**Instructions to follow**
Transcribe the entries that follow, word for word.

**Records to use**
^^^^^^^^

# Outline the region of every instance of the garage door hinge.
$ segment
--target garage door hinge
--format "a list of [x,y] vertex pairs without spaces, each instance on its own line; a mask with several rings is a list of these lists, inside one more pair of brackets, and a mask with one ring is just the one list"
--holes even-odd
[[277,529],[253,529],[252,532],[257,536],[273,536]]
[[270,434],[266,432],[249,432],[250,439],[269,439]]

^^^^^^^^

**Written answer**
# Outline the region of every instance of the garage door hinge.
$ segment
--target garage door hinge
--format "a list of [x,y] vertex pairs without spaces, each instance on its own line; a mask with several rings is a list of these lists, inside one more pair of brackets, and a mask with one ring is just the one list"
--holes even-odd
[[277,529],[253,529],[252,532],[257,536],[273,536]]
[[270,434],[266,432],[249,432],[250,439],[269,439]]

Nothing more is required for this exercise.